Start of DATASET ROWS

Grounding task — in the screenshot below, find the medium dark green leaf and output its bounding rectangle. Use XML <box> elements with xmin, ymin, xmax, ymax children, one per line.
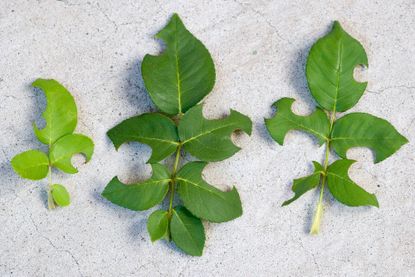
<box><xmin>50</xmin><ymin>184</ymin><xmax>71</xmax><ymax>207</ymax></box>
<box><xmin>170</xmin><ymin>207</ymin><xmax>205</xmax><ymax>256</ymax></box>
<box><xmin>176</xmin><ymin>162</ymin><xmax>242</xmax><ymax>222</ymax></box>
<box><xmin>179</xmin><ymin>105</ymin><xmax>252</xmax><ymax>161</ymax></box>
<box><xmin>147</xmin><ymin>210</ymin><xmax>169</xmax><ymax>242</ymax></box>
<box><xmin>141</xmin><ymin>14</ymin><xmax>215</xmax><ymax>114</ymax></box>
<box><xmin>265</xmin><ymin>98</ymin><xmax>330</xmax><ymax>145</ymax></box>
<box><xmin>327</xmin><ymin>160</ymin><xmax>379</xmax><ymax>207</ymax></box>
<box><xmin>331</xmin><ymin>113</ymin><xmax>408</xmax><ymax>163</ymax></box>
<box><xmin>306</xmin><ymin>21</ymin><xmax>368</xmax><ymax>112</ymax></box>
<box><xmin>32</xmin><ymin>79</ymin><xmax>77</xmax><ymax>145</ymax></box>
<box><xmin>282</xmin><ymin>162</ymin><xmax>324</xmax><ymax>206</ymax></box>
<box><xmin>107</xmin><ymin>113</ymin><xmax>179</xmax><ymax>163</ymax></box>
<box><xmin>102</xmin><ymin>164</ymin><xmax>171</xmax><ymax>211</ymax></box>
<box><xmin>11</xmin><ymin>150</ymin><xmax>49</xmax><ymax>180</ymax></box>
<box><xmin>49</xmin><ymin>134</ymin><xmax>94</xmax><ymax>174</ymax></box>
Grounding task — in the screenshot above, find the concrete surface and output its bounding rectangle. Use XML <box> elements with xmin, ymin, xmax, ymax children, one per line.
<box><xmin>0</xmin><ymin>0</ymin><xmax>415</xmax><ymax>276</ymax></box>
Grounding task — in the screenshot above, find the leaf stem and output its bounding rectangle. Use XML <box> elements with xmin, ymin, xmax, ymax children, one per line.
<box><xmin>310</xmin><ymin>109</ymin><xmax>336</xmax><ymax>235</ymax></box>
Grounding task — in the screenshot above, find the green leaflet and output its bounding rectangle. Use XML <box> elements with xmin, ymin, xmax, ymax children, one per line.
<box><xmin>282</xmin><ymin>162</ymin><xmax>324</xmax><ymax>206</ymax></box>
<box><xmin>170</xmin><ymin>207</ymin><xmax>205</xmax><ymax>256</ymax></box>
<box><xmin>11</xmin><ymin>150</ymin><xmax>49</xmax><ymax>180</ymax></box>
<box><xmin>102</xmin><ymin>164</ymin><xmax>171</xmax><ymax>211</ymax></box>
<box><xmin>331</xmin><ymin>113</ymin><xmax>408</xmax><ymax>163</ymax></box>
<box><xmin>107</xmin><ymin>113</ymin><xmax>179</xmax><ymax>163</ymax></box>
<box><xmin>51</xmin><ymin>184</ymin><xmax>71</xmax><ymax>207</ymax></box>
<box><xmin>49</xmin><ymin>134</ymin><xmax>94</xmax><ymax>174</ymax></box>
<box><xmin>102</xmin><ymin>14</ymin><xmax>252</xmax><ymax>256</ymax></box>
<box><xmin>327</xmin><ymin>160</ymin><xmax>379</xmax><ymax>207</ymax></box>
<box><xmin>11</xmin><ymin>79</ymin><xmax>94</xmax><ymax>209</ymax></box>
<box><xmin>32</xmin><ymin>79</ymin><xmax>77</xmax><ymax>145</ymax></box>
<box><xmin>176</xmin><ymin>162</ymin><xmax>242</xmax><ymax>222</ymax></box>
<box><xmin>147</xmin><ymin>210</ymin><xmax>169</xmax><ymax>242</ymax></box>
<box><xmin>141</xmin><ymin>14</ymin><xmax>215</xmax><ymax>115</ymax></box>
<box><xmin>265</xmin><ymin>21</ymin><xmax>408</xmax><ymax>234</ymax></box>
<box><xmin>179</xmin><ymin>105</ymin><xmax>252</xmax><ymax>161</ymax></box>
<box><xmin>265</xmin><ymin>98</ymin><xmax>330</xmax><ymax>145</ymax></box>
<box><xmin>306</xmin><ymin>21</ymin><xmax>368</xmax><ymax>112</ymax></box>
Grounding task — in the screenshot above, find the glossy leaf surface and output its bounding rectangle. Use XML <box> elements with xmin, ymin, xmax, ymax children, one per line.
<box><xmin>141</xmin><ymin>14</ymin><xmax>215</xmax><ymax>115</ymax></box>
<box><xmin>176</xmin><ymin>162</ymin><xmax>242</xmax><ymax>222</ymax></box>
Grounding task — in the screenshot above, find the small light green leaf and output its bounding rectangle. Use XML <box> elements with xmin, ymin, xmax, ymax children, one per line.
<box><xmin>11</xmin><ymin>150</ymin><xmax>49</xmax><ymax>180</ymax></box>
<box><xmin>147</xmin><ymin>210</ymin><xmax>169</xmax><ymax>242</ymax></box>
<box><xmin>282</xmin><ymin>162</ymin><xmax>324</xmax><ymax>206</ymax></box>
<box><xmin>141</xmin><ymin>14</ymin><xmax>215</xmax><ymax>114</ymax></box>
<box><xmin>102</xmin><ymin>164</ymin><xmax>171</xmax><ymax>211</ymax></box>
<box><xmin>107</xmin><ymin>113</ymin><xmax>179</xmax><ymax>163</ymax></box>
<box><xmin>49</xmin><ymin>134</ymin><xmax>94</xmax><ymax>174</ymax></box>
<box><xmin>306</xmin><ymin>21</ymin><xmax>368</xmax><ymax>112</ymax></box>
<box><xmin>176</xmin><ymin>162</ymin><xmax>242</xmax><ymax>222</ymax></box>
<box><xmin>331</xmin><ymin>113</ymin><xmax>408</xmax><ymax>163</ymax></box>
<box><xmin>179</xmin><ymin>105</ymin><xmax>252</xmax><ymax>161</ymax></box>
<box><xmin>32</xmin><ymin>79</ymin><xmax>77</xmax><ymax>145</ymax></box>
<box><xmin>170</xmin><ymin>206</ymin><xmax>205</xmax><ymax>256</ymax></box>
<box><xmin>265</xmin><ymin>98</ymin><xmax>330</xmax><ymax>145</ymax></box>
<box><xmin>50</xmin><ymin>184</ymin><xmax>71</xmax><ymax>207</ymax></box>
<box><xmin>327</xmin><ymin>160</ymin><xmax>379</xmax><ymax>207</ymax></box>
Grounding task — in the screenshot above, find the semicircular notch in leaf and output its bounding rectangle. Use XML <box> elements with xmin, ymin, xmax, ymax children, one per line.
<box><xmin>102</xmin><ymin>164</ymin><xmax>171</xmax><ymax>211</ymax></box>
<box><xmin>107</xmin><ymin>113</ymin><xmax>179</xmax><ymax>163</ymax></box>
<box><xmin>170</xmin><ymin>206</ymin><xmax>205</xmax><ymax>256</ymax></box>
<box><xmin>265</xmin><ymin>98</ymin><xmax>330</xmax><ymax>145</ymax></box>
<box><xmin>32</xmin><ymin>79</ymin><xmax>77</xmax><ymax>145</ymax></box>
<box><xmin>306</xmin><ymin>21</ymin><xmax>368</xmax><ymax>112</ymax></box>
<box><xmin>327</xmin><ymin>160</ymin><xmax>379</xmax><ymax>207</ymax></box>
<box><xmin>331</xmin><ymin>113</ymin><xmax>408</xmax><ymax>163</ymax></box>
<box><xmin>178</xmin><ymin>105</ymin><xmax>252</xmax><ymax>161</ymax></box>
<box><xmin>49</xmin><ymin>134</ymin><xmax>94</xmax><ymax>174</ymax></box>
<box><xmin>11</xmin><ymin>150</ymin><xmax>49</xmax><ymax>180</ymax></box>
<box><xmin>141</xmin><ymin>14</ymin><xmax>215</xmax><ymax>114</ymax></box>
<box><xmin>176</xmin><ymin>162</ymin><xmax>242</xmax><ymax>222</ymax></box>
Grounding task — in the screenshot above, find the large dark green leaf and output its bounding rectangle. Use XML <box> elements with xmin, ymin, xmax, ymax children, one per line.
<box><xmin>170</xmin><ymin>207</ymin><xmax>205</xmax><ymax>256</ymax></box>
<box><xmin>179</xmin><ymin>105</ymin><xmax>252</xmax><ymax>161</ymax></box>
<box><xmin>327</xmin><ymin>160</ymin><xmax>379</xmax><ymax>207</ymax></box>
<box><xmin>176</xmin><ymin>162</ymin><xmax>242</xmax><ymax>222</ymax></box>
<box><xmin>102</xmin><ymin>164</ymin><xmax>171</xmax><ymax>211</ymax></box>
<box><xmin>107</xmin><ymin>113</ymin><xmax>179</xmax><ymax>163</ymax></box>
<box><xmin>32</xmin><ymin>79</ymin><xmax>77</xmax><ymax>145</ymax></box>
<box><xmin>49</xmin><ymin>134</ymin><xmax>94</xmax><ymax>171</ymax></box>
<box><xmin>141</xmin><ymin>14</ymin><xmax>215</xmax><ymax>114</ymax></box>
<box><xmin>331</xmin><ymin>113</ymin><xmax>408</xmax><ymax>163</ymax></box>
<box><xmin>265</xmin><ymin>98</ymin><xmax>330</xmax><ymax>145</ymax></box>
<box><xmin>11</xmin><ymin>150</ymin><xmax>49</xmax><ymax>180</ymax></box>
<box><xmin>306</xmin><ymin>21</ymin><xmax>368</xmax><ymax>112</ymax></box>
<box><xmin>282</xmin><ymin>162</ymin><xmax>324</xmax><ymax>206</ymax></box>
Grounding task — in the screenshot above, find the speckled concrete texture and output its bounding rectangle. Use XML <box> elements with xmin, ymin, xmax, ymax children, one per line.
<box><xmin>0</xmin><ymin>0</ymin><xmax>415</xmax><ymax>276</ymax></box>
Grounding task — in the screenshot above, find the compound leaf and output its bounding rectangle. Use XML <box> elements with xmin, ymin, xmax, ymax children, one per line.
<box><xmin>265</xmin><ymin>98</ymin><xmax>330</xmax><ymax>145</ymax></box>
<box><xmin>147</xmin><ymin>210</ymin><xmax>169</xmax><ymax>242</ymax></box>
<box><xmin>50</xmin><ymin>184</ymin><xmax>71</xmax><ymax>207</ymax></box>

End of DATASET ROWS

**TASK OBJECTIVE**
Convert everything from the line containing "Grounding task — in the screenshot above, find the compound" down to the end of the data into a Markdown table with two columns, No. and Text. Number each line and leave out any blank lines.

**WORKED SOLUTION**
| No. | Text |
|---|---|
| 1 | Grounding task — in the screenshot above, find the compound leaf and output its bounding rectangle. Use XML <box> elements with xmin, ymin, xmax, ymax children, one per line. |
| 2 | <box><xmin>265</xmin><ymin>98</ymin><xmax>330</xmax><ymax>145</ymax></box> |
| 3 | <box><xmin>147</xmin><ymin>210</ymin><xmax>169</xmax><ymax>242</ymax></box> |
| 4 | <box><xmin>50</xmin><ymin>184</ymin><xmax>71</xmax><ymax>207</ymax></box> |